(Beginning of DATA SUPPLIED)

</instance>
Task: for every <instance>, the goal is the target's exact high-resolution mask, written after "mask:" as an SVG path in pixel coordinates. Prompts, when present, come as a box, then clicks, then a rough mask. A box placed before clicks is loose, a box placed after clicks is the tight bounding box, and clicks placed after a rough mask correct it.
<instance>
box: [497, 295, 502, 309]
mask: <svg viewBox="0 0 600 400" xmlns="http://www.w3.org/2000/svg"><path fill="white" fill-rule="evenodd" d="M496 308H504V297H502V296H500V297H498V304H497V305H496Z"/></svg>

(End of DATA SUPPLIED)

## PROBLEM:
Can you reproduce the rows, changing each "rough mask" to "coarse mask" and keeping everything else the same?

## ANSWER TO THE EXERCISE:
</instance>
Task: for every <instance>, the goal is the target's exact high-resolution mask, written after "mask:" as an SVG path in pixel coordinates. Prompts, when present, come as a box, then clicks, then a coarse mask. A box placed before clicks is loose, a box placed after clicks is the tight bounding box, and clicks placed after a coarse mask correct it.
<instance>
box: [497, 295, 502, 309]
mask: <svg viewBox="0 0 600 400" xmlns="http://www.w3.org/2000/svg"><path fill="white" fill-rule="evenodd" d="M496 308H504V297H502V296H500V297H498V304H497V305H496Z"/></svg>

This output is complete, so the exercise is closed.